>> Start TASK INPUT

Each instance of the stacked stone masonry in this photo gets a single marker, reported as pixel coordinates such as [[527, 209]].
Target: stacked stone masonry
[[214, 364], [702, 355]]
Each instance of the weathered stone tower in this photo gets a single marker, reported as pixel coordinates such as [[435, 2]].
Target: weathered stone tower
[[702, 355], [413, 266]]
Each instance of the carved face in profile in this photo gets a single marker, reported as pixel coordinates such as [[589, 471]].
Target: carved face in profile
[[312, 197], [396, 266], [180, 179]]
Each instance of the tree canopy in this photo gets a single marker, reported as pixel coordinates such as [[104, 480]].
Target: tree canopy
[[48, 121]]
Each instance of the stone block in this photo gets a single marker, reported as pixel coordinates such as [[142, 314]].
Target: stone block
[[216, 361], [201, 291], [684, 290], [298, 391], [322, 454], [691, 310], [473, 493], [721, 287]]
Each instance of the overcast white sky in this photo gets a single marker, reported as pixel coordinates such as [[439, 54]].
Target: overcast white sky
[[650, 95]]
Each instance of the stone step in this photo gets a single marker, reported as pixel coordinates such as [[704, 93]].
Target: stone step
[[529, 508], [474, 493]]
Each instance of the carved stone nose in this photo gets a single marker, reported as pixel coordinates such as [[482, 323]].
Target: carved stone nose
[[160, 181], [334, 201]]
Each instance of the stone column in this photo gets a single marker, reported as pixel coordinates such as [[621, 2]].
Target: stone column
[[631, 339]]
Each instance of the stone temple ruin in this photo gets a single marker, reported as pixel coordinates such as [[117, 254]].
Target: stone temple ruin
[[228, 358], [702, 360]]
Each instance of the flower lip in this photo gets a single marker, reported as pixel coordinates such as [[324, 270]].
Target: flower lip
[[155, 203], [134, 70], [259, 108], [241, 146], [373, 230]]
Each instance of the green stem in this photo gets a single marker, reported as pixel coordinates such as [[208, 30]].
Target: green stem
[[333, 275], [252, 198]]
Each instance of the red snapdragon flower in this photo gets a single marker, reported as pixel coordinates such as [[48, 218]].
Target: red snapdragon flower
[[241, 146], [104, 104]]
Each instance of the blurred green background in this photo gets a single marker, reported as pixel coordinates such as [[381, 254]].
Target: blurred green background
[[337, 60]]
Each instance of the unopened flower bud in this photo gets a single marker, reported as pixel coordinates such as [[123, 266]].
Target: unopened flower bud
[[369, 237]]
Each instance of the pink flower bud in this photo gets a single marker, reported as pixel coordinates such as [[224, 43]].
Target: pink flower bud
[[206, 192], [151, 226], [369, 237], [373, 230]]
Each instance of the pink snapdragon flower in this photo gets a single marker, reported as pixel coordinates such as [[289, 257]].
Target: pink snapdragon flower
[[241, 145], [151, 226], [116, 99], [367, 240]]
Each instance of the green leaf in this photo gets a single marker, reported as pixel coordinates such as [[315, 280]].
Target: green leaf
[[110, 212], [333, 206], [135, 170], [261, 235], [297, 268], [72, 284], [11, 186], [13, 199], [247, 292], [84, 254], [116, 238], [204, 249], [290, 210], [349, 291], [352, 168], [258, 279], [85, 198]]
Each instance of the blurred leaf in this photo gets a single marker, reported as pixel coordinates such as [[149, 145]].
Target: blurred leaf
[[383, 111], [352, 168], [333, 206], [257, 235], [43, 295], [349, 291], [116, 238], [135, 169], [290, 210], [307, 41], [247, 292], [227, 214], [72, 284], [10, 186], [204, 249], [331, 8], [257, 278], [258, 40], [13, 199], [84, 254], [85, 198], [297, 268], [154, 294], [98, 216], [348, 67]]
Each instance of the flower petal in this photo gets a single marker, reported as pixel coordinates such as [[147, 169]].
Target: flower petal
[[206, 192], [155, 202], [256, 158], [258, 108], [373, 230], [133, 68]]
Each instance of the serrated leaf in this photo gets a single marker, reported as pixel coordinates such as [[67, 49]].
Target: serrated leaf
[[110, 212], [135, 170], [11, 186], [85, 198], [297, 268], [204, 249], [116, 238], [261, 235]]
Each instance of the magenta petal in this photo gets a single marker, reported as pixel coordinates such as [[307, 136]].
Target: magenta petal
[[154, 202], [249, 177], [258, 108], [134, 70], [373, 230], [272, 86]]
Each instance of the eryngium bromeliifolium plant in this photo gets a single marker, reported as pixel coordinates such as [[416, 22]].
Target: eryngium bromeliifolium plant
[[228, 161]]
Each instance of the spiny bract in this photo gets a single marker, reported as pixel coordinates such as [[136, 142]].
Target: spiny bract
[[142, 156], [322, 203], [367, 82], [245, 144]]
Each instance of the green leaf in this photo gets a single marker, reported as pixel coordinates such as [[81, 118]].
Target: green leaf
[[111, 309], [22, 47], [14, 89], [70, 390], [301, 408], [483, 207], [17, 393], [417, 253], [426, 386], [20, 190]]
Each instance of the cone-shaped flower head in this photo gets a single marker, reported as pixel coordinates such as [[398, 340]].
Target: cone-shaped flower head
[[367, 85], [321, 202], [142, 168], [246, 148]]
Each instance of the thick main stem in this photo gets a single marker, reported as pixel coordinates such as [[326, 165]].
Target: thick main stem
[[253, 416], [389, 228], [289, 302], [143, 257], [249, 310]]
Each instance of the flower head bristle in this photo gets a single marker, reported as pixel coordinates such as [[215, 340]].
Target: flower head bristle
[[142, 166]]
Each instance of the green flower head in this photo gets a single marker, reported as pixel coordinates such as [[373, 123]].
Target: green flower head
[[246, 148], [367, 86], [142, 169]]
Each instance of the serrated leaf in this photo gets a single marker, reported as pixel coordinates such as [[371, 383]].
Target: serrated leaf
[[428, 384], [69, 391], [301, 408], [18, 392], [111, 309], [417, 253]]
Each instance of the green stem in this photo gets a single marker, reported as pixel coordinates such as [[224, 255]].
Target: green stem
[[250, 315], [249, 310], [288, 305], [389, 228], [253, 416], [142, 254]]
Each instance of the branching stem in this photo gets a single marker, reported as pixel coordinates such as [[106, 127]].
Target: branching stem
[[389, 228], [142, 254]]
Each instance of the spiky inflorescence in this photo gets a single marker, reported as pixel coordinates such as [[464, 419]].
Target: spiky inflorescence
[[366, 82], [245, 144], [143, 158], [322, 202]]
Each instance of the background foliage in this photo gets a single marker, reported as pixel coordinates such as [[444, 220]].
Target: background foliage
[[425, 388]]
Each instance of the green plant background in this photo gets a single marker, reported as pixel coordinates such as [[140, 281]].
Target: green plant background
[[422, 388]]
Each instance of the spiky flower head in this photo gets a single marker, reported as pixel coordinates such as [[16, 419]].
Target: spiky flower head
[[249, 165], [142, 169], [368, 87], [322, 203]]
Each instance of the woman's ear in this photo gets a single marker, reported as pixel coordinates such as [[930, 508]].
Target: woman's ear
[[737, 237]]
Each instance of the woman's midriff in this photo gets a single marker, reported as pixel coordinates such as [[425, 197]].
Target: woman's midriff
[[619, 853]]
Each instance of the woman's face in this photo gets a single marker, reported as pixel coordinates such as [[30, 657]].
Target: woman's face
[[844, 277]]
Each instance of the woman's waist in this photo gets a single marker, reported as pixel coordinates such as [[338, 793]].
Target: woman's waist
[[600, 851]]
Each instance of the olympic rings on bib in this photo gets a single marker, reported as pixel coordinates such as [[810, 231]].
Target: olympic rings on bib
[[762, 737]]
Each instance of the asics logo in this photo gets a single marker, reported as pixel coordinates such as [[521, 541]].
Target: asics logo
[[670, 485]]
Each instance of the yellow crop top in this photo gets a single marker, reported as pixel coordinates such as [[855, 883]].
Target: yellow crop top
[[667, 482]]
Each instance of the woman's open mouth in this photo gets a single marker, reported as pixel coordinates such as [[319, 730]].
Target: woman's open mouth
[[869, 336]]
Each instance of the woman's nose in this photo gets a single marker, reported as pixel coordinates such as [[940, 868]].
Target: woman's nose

>> End TASK INPUT

• _DIRECTIVE_: Arrange the part of the items that opens with the line containing "Each instance of the weathered" and closes with the line containing "493], [721, 287]]" as a JSON list of strings, one string per line, leaving out blank lines.

• _COMPLETE ANSWER_:
[
  "Each instance of the weathered stone tower in this photo gets a single marker, reported as pixel coordinates such as [[435, 2]].",
  "Target: weathered stone tower",
  "[[702, 355], [413, 266]]",
  "Each instance of the carved face in profile in this photo gets a single marker, reported as pixel coordinates such as [[589, 471]].",
  "Target: carved face in profile",
  "[[312, 197], [396, 266], [180, 179]]",
  "Each instance of the tree canopy in this photo gets a single marker, reported as pixel coordinates such as [[104, 480]].",
  "Target: tree canopy",
  "[[48, 121]]",
  "Each instance of the stone block in this photo gets a single marker, reported as pixel coordinates such as [[142, 314]].",
  "Target: stone block",
  "[[216, 361], [201, 291], [684, 290], [298, 391], [322, 454], [691, 310], [473, 493], [721, 287]]"
]